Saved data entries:
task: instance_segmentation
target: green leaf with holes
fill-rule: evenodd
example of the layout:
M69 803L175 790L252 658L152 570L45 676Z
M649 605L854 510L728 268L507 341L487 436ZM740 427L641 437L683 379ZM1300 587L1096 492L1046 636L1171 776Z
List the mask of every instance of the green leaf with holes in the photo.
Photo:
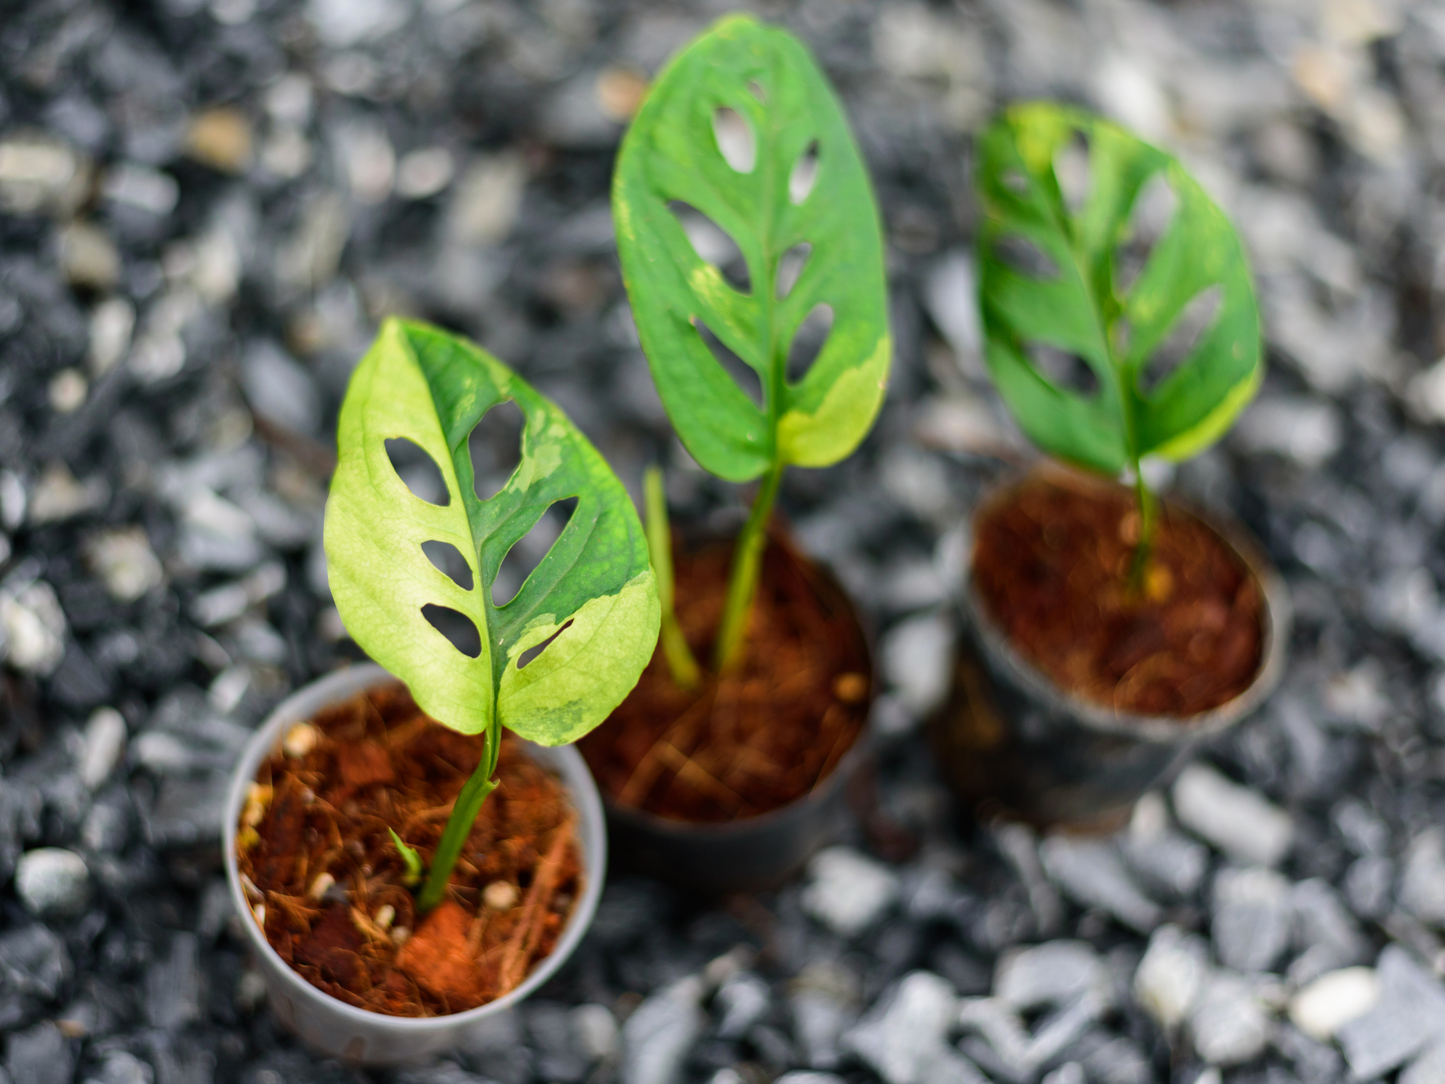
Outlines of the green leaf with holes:
M736 244L746 290L699 255L679 205ZM848 122L801 42L731 16L679 53L623 141L612 210L643 350L703 467L742 482L774 464L827 466L857 447L892 354L882 234ZM789 260L804 245L811 251L789 284ZM828 308L816 358L790 376L800 326ZM756 374L761 406L699 325Z
M1087 155L1074 202L1061 183L1071 153ZM1126 284L1136 205L1155 178L1174 209ZM1234 227L1179 161L1099 117L1031 103L980 138L976 180L985 358L1029 437L1117 473L1145 455L1187 458L1223 435L1263 378L1259 307ZM1200 302L1213 304L1212 318L1192 344L1172 342ZM1081 359L1097 390L1048 375L1039 347ZM1182 357L1154 379L1161 347Z
M483 501L468 437L509 400L524 419L521 461ZM386 449L396 438L430 456L444 504L414 495L397 475ZM331 592L347 631L423 710L463 733L500 721L560 745L622 701L657 642L647 539L626 490L561 410L472 343L388 320L352 375L337 449L325 526ZM568 498L577 504L567 526L516 595L496 605L502 559ZM469 589L428 559L422 544L433 541L461 554ZM424 607L470 621L480 653L454 647Z

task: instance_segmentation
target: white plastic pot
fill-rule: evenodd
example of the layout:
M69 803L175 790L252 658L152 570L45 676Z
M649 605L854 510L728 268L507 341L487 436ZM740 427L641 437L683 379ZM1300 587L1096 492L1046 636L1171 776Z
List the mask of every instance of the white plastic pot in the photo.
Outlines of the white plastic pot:
M592 924L607 869L602 802L581 754L571 746L547 749L529 744L529 755L561 777L577 810L584 877L581 898L552 954L538 964L520 986L486 1005L450 1016L384 1016L338 1001L291 970L267 942L241 890L236 867L236 825L247 786L256 778L261 762L288 727L312 718L328 705L394 680L380 666L368 663L314 681L282 701L247 744L232 772L230 791L226 795L224 846L231 905L240 916L252 954L266 980L271 1008L282 1024L317 1050L359 1065L396 1065L466 1046L471 1034L484 1022L507 1012L566 962Z

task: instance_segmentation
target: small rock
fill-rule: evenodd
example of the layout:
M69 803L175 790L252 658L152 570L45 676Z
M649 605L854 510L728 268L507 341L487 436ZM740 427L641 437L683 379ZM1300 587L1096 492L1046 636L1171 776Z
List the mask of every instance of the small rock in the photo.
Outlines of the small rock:
M1369 939L1328 881L1301 881L1290 892L1290 904L1295 944L1305 947L1304 954L1290 964L1291 982L1302 985L1326 971L1361 963L1371 954Z
M30 495L30 522L59 523L94 512L109 499L110 489L101 479L91 478L81 483L64 463L52 463L45 468Z
M1087 941L1048 941L1005 953L994 976L994 996L1019 1012L1062 1005L1093 994L1112 1000L1109 969Z
M1379 1001L1335 1035L1359 1080L1374 1080L1445 1035L1445 989L1399 945L1375 963Z
M412 151L396 167L396 194L403 199L427 199L444 191L455 174L452 152L445 147Z
M352 198L358 203L381 203L396 183L396 152L386 129L359 122L337 129L337 147L346 170Z
M1186 828L1246 865L1278 865L1294 840L1288 813L1203 764L1180 772L1171 796Z
M617 1018L606 1005L578 1005L572 1010L572 1041L593 1061L612 1061L621 1050Z
M112 1050L106 1054L94 1076L87 1076L85 1084L153 1084L155 1070L134 1054L124 1050Z
M171 935L170 954L151 964L145 977L146 1018L175 1031L201 1017L201 969L193 933Z
M1440 1084L1445 1080L1445 1043L1426 1050L1400 1071L1396 1084Z
M1361 918L1380 919L1390 911L1395 863L1382 854L1366 855L1345 871L1345 899Z
M1178 926L1161 926L1134 972L1134 996L1165 1031L1188 1015L1209 977L1209 945Z
M8 991L53 1001L70 980L65 942L36 923L0 934L0 984Z
M99 708L85 724L80 781L96 790L110 778L125 750L125 719L114 708Z
M674 1084L702 1034L702 980L680 979L653 994L622 1025L624 1084Z
M520 155L479 158L452 193L449 235L467 244L496 244L512 232L522 206L527 167Z
M74 851L37 847L15 868L15 891L33 915L77 915L90 901L90 871Z
M1269 1041L1269 1012L1242 975L1217 971L1189 1012L1194 1049L1210 1065L1252 1061Z
M1044 1077L1042 1084L1089 1084L1089 1078L1084 1075L1084 1067L1078 1062L1066 1061Z
M899 622L883 637L883 673L903 706L923 716L948 695L953 627L941 614Z
M722 1039L741 1039L768 1011L772 997L768 984L751 972L734 975L716 995L722 1011L717 1034Z
M222 173L244 173L251 164L250 118L232 106L196 114L186 133L186 153Z
M391 33L406 22L407 5L398 0L310 0L306 18L322 43L345 49Z
M5 1069L14 1084L71 1084L75 1051L60 1029L46 1021L10 1036Z
M1139 890L1111 844L1051 836L1039 845L1039 857L1048 875L1077 903L1107 911L1140 933L1163 920L1159 905Z
M72 286L109 290L120 281L120 252L104 230L73 222L60 233L60 269Z
M967 1000L959 1025L982 1039L965 1039L960 1049L984 1069L1006 1080L1032 1080L1073 1048L1108 1010L1108 1002L1085 993L1045 1016L1030 1034L1023 1019L998 998Z
M1214 878L1214 947L1226 967L1268 971L1290 936L1290 884L1270 869L1224 869Z
M808 878L803 910L841 937L858 936L898 899L897 875L851 847L819 851Z
M50 408L57 414L74 414L85 405L90 385L77 369L61 369L50 381Z
M176 209L181 186L169 173L135 162L121 162L106 170L101 191L111 203L164 218Z
M947 980L930 971L910 972L843 1036L843 1046L887 1084L921 1084L925 1070L946 1049L957 1006Z
M1316 470L1340 450L1345 426L1328 401L1279 396L1246 410L1232 439L1247 452L1282 455Z
M42 676L65 658L65 614L44 580L14 595L0 590L0 649L15 669Z
M788 999L793 1037L814 1069L833 1069L842 1061L842 1039L858 1014L819 990L804 989Z
M1422 922L1445 926L1445 832L1427 828L1410 841L1400 904Z
M1363 1016L1380 1000L1380 984L1369 967L1346 967L1321 975L1290 999L1294 1026L1320 1042L1343 1024Z
M67 212L85 199L81 157L59 140L18 136L0 142L0 207L14 214Z
M743 1078L731 1069L719 1069L717 1075L712 1078L712 1084L723 1084L723 1081L720 1081L719 1078L722 1078L724 1073L731 1074L724 1078L726 1084L733 1084L734 1081L736 1081L737 1084L743 1084ZM845 1084L845 1081L836 1073L819 1073L812 1069L794 1069L791 1073L784 1073L778 1077L773 1084Z
M311 375L267 339L251 344L241 366L241 387L251 409L295 433L321 424L321 402Z
M87 540L84 552L105 589L121 602L134 602L165 579L143 527L102 531Z

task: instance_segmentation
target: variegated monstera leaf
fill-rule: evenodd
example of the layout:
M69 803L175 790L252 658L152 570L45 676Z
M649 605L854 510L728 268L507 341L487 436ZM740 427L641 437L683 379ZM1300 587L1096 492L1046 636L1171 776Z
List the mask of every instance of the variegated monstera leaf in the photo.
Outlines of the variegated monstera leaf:
M508 401L524 419L521 459L482 500L468 438ZM440 472L439 503L398 475L387 442L399 439ZM337 446L326 560L356 642L410 686L423 710L463 733L500 721L560 745L605 719L652 655L657 591L626 490L567 416L472 343L393 319L351 378ZM503 558L570 499L566 527L498 605L492 588ZM450 547L465 574L434 564L427 543ZM474 654L439 631L438 613L470 623Z

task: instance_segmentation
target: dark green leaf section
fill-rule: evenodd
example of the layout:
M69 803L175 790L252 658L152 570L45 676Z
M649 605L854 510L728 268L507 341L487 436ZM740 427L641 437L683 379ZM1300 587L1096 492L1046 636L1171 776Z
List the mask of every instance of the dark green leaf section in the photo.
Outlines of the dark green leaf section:
M468 437L511 400L525 419L521 462L479 500ZM403 437L441 471L448 501L433 505L397 477L385 450ZM626 490L555 405L490 354L425 324L388 320L357 366L342 404L338 464L326 509L332 594L348 631L411 687L440 721L466 733L498 718L547 745L597 725L636 683L657 639L658 604L646 538ZM492 602L507 551L555 501L578 498L571 520L516 596ZM463 589L422 551L447 542L465 557ZM477 626L468 658L422 614L456 610ZM524 669L519 656L559 633Z
M1070 141L1088 150L1077 211L1056 164ZM1117 473L1150 454L1187 458L1218 439L1263 377L1259 310L1239 237L1170 155L1101 118L1052 104L1006 111L979 140L979 298L989 371L1019 424L1045 451ZM1127 291L1119 248L1145 185L1162 176L1177 201ZM1034 246L1054 273L1020 267ZM1151 391L1142 376L1181 313L1218 288L1213 320ZM1042 373L1038 344L1081 358L1098 378L1083 395Z
M714 131L731 109L753 136L738 172ZM790 181L816 148L800 202ZM747 262L733 287L694 250L679 201L710 218ZM774 463L825 466L867 433L882 402L891 344L878 211L848 123L807 49L781 30L726 18L659 75L618 158L613 216L643 349L673 425L706 469L732 481ZM778 264L811 244L801 277L778 295ZM788 350L804 318L830 305L822 350L797 382ZM758 375L761 409L699 334L701 322Z

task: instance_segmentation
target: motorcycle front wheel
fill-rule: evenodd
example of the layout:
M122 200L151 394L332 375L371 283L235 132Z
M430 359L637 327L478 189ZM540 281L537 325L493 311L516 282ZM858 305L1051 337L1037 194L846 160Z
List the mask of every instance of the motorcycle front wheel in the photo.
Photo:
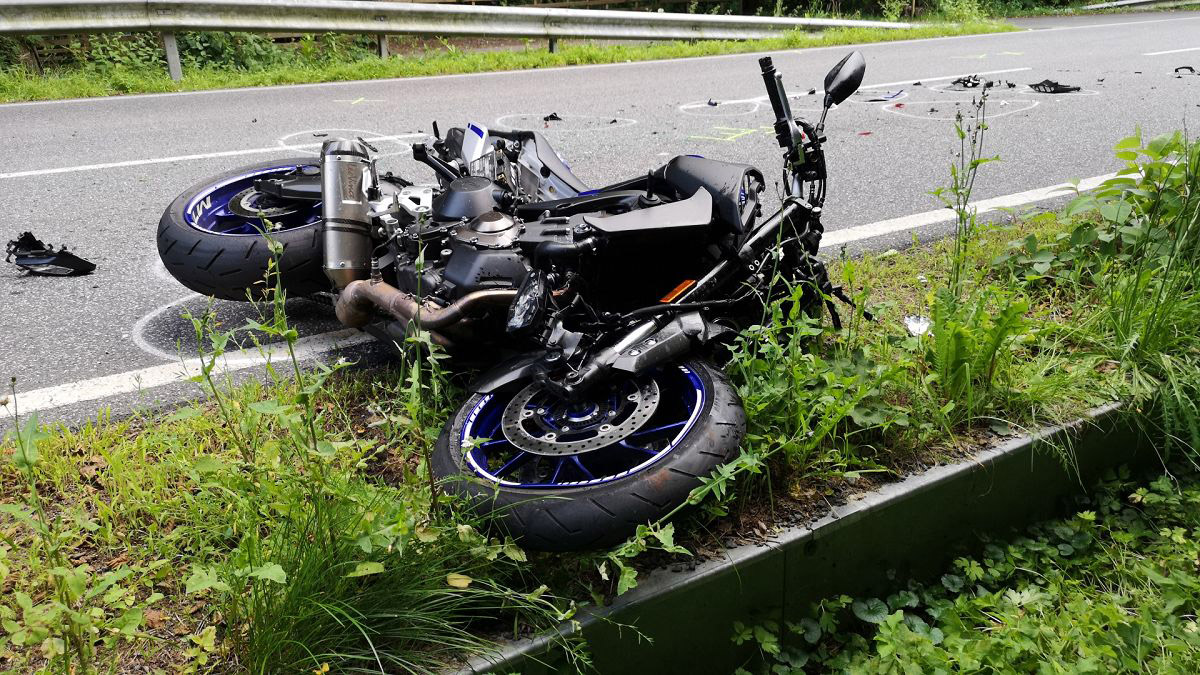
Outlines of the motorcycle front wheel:
M704 361L616 379L585 400L538 384L472 396L447 424L434 475L496 514L526 548L619 544L682 504L746 431L737 392Z
M158 222L163 265L197 293L224 300L260 298L273 255L270 237L283 246L276 271L289 295L329 290L322 270L321 202L279 199L254 187L261 179L319 171L316 158L293 157L244 166L193 185Z

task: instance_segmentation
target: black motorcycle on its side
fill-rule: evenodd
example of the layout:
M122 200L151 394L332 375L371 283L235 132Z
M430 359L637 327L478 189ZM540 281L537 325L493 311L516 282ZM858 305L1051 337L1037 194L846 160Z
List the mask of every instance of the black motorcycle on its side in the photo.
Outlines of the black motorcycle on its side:
M854 52L829 72L815 125L759 63L783 149L767 217L749 165L685 155L589 189L536 131L435 125L413 156L436 186L380 175L367 141L330 140L319 161L188 190L163 214L159 253L189 288L244 300L262 288L265 233L283 244L284 288L329 294L343 324L492 355L438 439L436 477L526 547L610 546L737 452L745 414L714 348L796 285L815 306L840 295L815 257L822 130L865 63Z

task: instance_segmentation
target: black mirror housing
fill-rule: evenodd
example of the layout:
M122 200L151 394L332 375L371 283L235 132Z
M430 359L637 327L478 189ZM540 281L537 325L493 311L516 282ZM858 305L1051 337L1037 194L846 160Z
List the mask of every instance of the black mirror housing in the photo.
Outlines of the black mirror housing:
M825 76L825 107L839 105L858 91L863 75L867 72L867 61L861 52L850 52Z

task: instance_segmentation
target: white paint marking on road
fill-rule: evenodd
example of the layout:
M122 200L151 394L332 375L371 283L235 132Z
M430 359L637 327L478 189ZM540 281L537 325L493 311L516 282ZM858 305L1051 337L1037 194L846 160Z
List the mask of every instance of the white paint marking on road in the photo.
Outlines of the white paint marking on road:
M360 333L353 328L300 338L296 341L296 357L309 359L334 349L362 344L371 339L366 333ZM288 358L286 345L264 346L261 351L243 349L226 354L213 372L215 376L220 377L267 363L286 361ZM199 375L202 367L203 363L199 358L185 359L177 363L150 366L126 373L17 392L17 410L21 413L30 413L75 403L97 401L110 396L133 394L169 384L179 384Z
M1079 190L1087 191L1095 189L1104 181L1113 178L1117 174L1109 173L1103 176L1093 176L1079 181ZM1011 209L1018 206L1025 206L1037 202L1062 197L1074 192L1075 186L1070 183L1060 183L1049 187L1038 188L1036 190L1026 190L1025 192L1017 192L1003 197L993 197L991 199L982 199L973 202L971 205L975 207L977 214L984 214L989 211L999 209ZM847 227L844 230L833 230L826 232L821 237L821 248L827 246L841 246L864 239L873 239L882 237L888 234L896 234L898 232L907 232L909 230L917 230L922 227L936 225L938 223L948 223L955 219L955 213L951 209L943 208L936 211L926 211L925 213L914 213L910 216L902 216L900 218L892 218L890 220L881 220L870 225L859 225L858 227Z
M910 40L890 40L886 42L864 42L850 45L830 45L828 47L804 47L800 49L782 49L766 52L744 52L741 54L713 54L711 56L692 56L684 59L654 59L650 61L633 61L626 63L592 63L577 66L556 66L554 68L537 68L530 70L495 70L485 73L455 73L452 75L418 75L416 77L388 77L377 80L345 80L341 82L310 82L307 84L277 84L266 87L236 87L233 89L204 89L200 91L171 91L157 94L129 94L126 96L94 96L91 98L65 98L55 101L17 101L14 103L0 104L0 110L5 108L16 108L22 106L42 106L42 105L58 105L66 103L97 103L97 102L112 102L112 101L131 101L143 98L167 98L172 96L206 96L213 94L237 94L249 92L266 92L270 93L278 90L287 89L309 89L313 87L343 87L343 86L368 86L373 87L379 84L393 82L424 82L428 80L442 80L446 78L467 78L467 77L493 77L506 75L527 75L530 73L553 73L560 70L584 70L591 68L630 68L630 67L645 67L661 65L663 63L671 63L675 61L705 61L713 59L735 59L735 58L757 58L765 55L778 55L780 52L821 52L831 49L873 49L880 47L888 47L892 45L906 45L919 42L941 42L944 40L978 40L985 38L996 37L1012 37L1020 35L1036 35L1038 33L1054 33L1058 31L1068 30L1085 30L1090 28L1113 28L1119 26L1134 26L1139 24L1164 23L1167 21L1188 21L1200 19L1200 16L1181 16L1171 19L1149 19L1144 21L1119 21L1113 23L1089 23L1082 26L1054 26L1050 28L1029 28L1026 30L1009 31L1005 33L978 33L975 35L946 35L935 38L913 38Z
M1104 181L1114 177L1116 174L1106 174L1103 176L1094 176L1079 181L1079 190L1091 190L1103 183ZM980 214L1004 208L1015 208L1027 204L1060 197L1074 190L1075 186L1070 183L1060 183L1049 187L1038 188L1036 190L1026 190L1011 195L1002 197L993 197L974 202L977 212ZM926 213L917 213L911 216L902 218L893 218L891 220L883 220L870 225L860 225L858 227L849 227L844 230L834 230L826 232L822 238L822 247L841 246L851 242L862 241L897 232L905 232L910 230L945 223L954 220L954 212L949 209L939 209L937 211L928 211ZM165 310L171 305L160 308L158 311ZM332 351L334 349L349 347L352 345L369 342L372 338L366 333L360 333L354 329L340 330L331 333L322 333L310 337L301 338L296 343L296 356L301 359L309 359L321 354ZM224 373L245 370L255 366L265 365L268 362L278 361L287 358L286 348L283 346L273 346L270 348L264 347L264 351L257 349L243 349L237 352L227 354L222 361L221 370ZM82 380L79 382L71 382L68 384L56 385L53 387L45 387L43 389L34 389L27 392L17 393L17 403L22 411L33 412L35 410L46 410L50 408L58 408L65 405L75 403L83 403L87 401L96 401L105 399L110 396L118 396L121 394L131 394L154 387L161 387L168 384L178 384L186 382L192 375L200 372L200 359L187 359L179 363L168 363L161 366L150 366L140 370L133 370L126 373L117 373L115 375L106 375L104 377L96 377L90 380Z
M1168 49L1165 52L1146 52L1142 56L1162 56L1163 54L1180 54L1183 52L1200 52L1200 47L1188 47L1187 49Z
M163 270L165 271L166 268L163 268ZM170 278L170 277L168 277L168 278L171 281L174 281L173 278ZM178 359L179 354L173 354L171 352L168 352L164 349L159 349L158 347L155 347L154 345L150 344L150 341L146 339L146 335L145 335L146 326L151 321L153 321L156 318L158 318L159 316L161 316L164 312L170 311L173 308L178 308L179 305L182 305L183 303L185 303L189 300L194 300L196 298L202 298L202 297L204 297L204 296L200 295L199 293L188 293L187 295L183 296L182 298L179 298L178 300L172 300L171 302L168 302L165 305L156 307L149 314L143 316L142 318L140 318L134 322L133 329L129 331L129 339L133 341L133 344L138 349L140 349L152 356L157 356L158 358L160 358L164 361L174 361L174 360Z
M423 136L424 134L401 134L398 136L379 136L377 138L367 138L368 141L398 141L405 138L414 138ZM128 166L145 166L147 164L171 164L173 162L191 162L199 159L216 159L219 157L238 157L241 155L259 155L268 153L280 153L285 150L295 150L297 148L319 148L320 143L306 143L303 145L275 145L269 148L249 148L246 150L223 150L221 152L204 152L195 155L176 155L174 157L151 157L149 159L131 159L124 162L106 162L104 164L81 164L78 166L60 166L54 169L31 169L29 171L12 171L9 173L0 173L0 178L26 178L28 176L49 176L59 173L74 173L76 171L99 171L101 169L120 169Z

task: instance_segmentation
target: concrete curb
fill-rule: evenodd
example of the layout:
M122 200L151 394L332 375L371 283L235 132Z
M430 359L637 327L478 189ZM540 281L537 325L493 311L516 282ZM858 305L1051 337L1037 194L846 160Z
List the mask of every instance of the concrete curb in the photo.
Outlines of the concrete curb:
M1157 461L1121 406L1103 406L1072 424L885 485L694 570L654 570L611 606L581 612L580 630L600 673L732 672L749 654L730 641L734 621L783 625L831 595L882 596L891 579L943 569L971 533L1069 512L1105 470ZM571 672L555 648L570 633L564 625L507 643L458 672Z

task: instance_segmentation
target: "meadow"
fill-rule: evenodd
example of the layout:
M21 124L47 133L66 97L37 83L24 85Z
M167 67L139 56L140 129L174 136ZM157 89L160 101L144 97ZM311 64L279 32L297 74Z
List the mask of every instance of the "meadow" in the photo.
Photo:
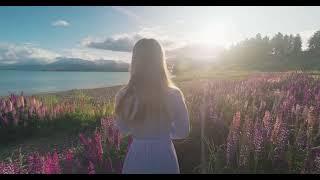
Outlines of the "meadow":
M315 73L195 73L174 79L191 120L182 173L320 173ZM0 173L120 173L132 138L113 125L121 86L0 99Z

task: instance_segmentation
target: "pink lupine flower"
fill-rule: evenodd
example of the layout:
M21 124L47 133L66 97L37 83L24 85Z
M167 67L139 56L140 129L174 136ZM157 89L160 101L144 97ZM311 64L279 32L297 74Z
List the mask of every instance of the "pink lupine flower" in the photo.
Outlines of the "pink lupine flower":
M23 96L20 96L20 103L21 103L21 107L25 106L24 97Z
M8 107L8 111L11 112L13 110L13 105L12 102L10 100L7 101L7 107Z
M52 159L49 154L46 155L44 158L42 172L44 174L53 174L53 172L54 172L54 169L52 167Z
M113 138L114 138L113 134L114 134L113 127L109 126L109 128L108 128L108 138L107 139L108 139L108 142L110 144L113 143Z
M53 152L52 163L53 163L53 167L54 167L54 172L56 174L60 174L61 168L60 168L60 163L59 163L59 156L58 156L58 153L56 150Z
M17 174L18 167L14 163L0 162L0 174Z
M116 149L119 151L120 150L120 131L119 129L116 129L114 136L113 136L113 143Z
M65 171L68 174L72 173L72 164L73 164L73 152L68 149L67 154L66 154L66 159L65 159Z
M88 166L88 174L95 174L95 168L94 165L91 161L89 161L89 166Z
M83 145L88 145L88 144L89 144L89 143L88 143L88 140L83 136L82 133L80 133L79 137L80 137L80 142L81 142Z
M277 116L276 122L273 126L272 135L271 135L271 142L273 143L276 143L277 135L279 133L281 124L282 124L282 119L279 116Z

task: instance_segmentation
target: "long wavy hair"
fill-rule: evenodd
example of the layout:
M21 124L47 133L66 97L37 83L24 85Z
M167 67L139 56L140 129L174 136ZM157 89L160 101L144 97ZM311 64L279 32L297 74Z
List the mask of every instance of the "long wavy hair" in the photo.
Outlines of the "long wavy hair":
M166 93L169 87L175 86L169 78L164 50L157 40L141 39L135 44L130 73L130 80L115 105L116 116L128 125L168 116Z

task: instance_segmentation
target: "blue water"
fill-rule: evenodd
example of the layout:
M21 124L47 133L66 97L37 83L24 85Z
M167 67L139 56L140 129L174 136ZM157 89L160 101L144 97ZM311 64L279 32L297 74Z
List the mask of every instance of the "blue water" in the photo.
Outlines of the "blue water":
M0 96L9 92L36 94L127 83L128 72L56 72L0 70Z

■ **What you need to do**: Taking the entries above, restate exactly those lines that fall between the line with "Outlines of the white plastic" and the line with "List the mask of every instance of the small", keeping both of those lines too.

■ **Exercise result**:
Outlines of the white plastic pot:
M592 924L607 869L602 802L581 754L571 746L547 749L529 744L529 755L561 777L577 810L584 877L581 898L552 954L538 964L520 986L486 1005L450 1016L384 1016L338 1001L291 970L267 942L241 890L236 867L236 825L247 786L256 778L261 762L288 727L312 718L328 705L394 680L380 666L368 663L314 681L282 701L247 744L232 772L230 791L226 795L224 846L231 905L240 916L252 954L266 980L271 1008L282 1024L317 1050L359 1065L396 1065L466 1046L471 1034L484 1022L507 1012L566 962Z

task: instance_segmentation
target: small rock
fill-rule: evenodd
example of the layout:
M69 803L175 790L252 658L152 570L45 676Z
M649 605L854 510L728 268L507 341L487 436ZM740 427L641 437L683 379ZM1300 587L1096 492L1046 636L1171 776Z
List the mask of every instance of the small rock in the photo.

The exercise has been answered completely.